Stored items

════════════════

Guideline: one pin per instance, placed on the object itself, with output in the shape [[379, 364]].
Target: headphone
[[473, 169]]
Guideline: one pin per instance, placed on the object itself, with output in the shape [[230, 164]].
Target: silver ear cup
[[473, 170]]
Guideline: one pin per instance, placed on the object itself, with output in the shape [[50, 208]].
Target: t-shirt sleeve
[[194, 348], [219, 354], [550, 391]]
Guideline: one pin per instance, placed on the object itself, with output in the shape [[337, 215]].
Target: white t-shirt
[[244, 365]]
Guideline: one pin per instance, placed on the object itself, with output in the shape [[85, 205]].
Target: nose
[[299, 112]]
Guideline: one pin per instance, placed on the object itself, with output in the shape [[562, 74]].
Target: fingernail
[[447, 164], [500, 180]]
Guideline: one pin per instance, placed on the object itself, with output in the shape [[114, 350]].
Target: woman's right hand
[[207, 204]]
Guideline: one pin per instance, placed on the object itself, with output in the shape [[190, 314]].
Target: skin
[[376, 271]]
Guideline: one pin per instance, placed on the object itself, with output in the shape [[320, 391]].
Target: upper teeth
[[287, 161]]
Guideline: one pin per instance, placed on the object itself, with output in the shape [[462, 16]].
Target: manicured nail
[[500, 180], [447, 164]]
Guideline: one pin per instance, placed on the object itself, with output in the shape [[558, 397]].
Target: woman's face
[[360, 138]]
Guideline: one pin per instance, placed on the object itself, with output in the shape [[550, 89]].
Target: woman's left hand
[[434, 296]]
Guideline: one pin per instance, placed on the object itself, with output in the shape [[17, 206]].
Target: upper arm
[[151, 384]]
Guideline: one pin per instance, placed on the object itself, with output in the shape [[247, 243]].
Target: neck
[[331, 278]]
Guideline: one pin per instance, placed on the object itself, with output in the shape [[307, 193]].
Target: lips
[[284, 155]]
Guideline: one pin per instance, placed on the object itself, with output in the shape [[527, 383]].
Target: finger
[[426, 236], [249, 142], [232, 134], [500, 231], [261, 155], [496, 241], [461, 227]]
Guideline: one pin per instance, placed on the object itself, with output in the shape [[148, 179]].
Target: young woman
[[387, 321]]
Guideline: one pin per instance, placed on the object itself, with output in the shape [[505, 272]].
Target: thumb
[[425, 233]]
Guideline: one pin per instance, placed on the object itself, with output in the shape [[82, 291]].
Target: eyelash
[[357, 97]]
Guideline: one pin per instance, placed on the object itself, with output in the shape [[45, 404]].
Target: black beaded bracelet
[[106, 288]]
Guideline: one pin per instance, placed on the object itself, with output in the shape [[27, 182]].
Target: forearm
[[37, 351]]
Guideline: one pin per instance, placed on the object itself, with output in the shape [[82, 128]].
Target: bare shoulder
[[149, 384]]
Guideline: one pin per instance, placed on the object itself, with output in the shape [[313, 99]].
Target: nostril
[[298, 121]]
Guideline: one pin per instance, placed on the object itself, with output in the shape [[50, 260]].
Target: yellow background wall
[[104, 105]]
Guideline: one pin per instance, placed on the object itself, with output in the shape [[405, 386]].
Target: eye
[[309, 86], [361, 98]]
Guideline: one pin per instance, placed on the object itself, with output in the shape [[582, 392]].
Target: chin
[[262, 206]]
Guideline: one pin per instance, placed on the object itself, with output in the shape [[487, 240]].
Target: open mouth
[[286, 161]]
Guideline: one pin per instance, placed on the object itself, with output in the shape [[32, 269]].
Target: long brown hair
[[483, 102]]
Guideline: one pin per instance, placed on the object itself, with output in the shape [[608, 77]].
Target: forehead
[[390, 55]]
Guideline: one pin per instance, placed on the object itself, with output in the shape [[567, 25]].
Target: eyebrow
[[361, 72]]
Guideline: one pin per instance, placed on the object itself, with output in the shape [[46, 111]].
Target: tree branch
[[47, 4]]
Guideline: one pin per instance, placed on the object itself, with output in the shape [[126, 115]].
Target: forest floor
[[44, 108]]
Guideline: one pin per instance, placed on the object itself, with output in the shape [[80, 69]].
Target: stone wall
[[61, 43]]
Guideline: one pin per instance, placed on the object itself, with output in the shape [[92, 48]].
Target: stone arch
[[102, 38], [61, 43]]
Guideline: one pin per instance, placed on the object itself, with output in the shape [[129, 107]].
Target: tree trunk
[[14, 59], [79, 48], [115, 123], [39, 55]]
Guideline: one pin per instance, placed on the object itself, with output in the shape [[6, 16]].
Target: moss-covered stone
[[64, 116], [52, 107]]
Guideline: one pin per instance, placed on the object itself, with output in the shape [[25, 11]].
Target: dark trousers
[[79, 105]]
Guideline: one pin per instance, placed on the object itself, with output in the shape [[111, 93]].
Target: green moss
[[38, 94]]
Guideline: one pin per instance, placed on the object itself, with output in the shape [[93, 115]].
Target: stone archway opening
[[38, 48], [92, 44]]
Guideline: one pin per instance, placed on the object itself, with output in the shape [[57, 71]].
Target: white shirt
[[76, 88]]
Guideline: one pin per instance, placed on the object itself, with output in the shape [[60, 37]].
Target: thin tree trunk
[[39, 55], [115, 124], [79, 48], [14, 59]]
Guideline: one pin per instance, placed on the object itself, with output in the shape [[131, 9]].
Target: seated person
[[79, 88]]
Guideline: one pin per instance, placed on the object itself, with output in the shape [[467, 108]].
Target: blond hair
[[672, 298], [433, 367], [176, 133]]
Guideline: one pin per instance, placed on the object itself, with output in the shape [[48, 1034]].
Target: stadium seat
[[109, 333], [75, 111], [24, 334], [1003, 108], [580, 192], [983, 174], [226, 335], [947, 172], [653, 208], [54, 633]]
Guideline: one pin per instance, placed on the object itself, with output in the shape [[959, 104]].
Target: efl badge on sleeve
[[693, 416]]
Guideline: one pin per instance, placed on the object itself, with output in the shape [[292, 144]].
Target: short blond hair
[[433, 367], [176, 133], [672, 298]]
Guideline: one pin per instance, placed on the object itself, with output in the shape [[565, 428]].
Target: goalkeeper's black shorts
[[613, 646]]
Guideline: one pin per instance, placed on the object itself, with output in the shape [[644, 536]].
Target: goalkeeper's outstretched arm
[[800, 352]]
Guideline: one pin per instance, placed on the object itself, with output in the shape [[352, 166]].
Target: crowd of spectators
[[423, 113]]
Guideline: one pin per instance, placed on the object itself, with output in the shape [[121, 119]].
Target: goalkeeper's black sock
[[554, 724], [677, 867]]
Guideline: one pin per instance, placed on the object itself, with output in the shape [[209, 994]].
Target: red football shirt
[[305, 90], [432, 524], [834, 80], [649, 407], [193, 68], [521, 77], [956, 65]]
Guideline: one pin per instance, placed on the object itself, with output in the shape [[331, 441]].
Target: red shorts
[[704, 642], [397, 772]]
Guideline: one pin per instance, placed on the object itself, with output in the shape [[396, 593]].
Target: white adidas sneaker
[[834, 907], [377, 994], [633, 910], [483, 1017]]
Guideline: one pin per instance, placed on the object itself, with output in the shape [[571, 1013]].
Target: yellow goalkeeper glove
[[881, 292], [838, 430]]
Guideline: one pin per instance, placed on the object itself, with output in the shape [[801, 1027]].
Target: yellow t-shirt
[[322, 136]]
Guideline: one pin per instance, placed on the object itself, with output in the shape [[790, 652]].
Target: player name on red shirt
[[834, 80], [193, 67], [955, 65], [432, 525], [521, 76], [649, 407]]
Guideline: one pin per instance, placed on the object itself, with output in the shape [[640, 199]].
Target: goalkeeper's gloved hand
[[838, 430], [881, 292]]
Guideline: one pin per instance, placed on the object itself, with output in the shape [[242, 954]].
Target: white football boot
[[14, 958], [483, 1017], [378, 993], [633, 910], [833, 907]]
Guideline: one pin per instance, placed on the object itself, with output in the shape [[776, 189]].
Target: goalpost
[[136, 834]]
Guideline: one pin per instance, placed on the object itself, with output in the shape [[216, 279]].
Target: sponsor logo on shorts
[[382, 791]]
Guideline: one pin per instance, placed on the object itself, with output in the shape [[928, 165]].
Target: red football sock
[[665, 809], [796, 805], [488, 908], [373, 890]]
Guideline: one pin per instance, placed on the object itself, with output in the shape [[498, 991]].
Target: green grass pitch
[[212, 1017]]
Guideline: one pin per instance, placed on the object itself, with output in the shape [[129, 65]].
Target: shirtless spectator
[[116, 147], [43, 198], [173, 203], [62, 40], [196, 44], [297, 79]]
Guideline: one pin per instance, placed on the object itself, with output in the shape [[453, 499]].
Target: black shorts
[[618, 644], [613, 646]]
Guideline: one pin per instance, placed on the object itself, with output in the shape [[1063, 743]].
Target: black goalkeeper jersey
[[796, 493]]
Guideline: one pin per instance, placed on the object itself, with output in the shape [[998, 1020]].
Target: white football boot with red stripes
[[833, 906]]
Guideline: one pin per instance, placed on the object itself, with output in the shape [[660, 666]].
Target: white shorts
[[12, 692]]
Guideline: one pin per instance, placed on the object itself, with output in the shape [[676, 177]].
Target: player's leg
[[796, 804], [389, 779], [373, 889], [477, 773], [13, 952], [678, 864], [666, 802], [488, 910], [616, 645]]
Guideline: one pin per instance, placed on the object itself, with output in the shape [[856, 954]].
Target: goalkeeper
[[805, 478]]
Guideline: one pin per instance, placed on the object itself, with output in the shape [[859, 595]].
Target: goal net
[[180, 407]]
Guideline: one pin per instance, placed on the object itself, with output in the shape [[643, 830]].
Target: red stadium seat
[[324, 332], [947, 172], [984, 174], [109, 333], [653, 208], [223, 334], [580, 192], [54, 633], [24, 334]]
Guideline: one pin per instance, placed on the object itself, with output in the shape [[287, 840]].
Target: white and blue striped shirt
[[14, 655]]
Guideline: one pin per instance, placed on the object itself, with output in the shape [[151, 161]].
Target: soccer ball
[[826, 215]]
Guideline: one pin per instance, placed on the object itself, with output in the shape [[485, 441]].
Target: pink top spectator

════════════════

• [Task directions]
Rewrite the lines from the one containing "shape [[776, 189]]." through the one containing "[[212, 1017]]", replacing "football" with "soccer" and changing nothing else.

• [Response to the exercise]
Guideline: one pin per instance, placed on the object itself, with output in the shape [[776, 189]].
Target: goalpost
[[136, 834]]
Guideline: one pin per instance, placed on the object itself, with output in the shape [[216, 279]].
Target: sponsor logo on shorts
[[382, 791]]
Guideline: one pin per instance, placed on the object itself, with output in the shape [[928, 165]].
Target: red soccer sock
[[665, 809], [796, 805], [488, 908], [373, 890]]
Guideline: one pin per instance, placed on the object itself, with output in the shape [[498, 991]].
Target: green grass pitch
[[212, 1017]]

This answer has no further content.